Could you write out, word for word, each line from the one containing "Mark the chrome" to the last line of the data below, both included and nothing more?

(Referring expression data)

"""

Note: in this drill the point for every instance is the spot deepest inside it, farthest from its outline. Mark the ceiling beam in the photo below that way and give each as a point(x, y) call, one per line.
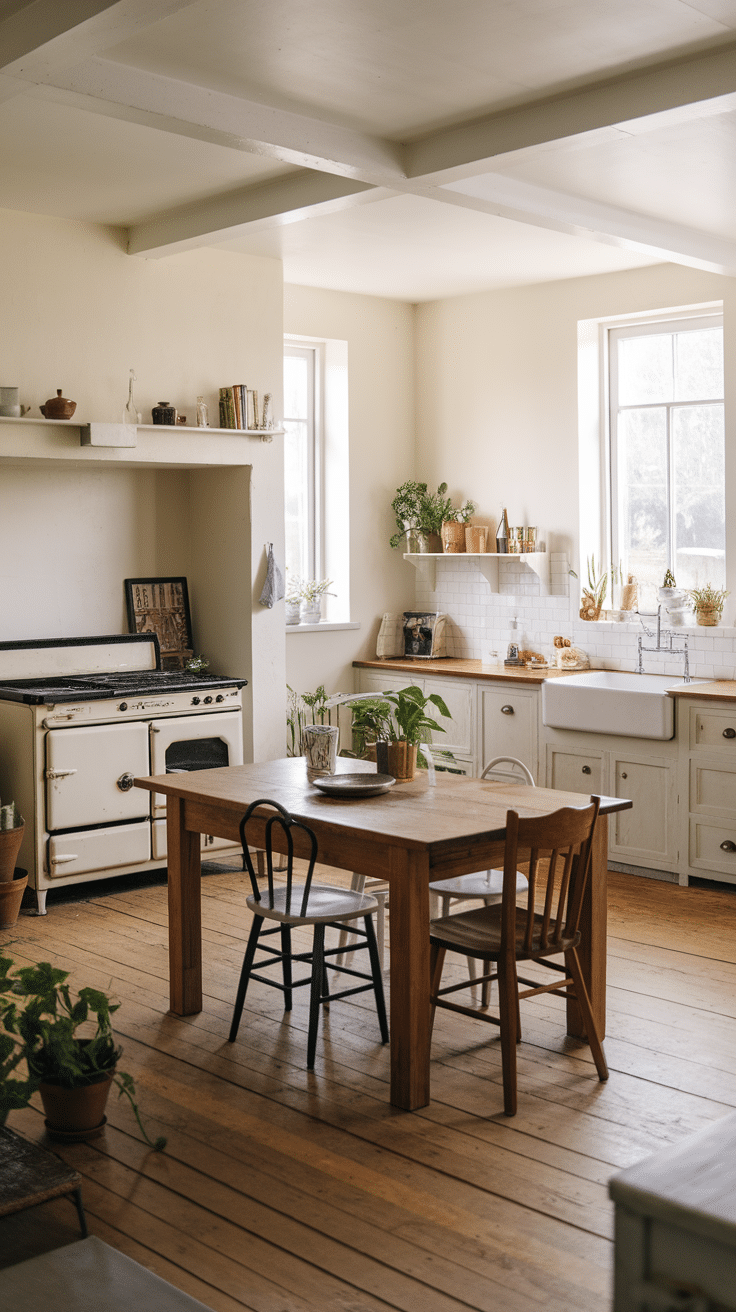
point(303, 194)
point(42, 37)
point(676, 87)
point(173, 105)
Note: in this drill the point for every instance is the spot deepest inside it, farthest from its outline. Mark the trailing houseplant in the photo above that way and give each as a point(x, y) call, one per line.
point(709, 604)
point(67, 1046)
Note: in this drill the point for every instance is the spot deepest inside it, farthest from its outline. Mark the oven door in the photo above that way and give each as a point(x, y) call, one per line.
point(194, 743)
point(89, 774)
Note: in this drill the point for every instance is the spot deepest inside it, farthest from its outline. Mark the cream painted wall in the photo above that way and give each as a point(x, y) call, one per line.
point(379, 336)
point(496, 387)
point(78, 314)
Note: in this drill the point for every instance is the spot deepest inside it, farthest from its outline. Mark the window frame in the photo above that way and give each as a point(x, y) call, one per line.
point(671, 322)
point(315, 451)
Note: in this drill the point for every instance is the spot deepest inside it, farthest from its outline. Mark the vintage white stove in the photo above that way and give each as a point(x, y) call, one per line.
point(79, 719)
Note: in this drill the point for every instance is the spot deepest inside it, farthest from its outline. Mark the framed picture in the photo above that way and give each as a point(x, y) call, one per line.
point(162, 606)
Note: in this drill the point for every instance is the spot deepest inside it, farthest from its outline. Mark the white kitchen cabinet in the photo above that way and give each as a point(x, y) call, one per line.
point(509, 723)
point(647, 835)
point(711, 789)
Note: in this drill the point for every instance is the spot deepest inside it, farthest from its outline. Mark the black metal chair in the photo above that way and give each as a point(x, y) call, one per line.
point(294, 905)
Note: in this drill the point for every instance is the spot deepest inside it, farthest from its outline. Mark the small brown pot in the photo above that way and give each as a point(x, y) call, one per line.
point(709, 615)
point(75, 1114)
point(453, 537)
point(402, 760)
point(11, 841)
point(11, 898)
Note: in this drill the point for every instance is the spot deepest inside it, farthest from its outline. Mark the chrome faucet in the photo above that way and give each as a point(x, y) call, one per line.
point(672, 651)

"""

SOLVED PROBLEM:
Note: in this drill the point for every instance is the spot deepest inside it, farthest from its outline. Mark the chrome faucet in the photo above that way and give each as a point(x, y) call, one per line.
point(672, 651)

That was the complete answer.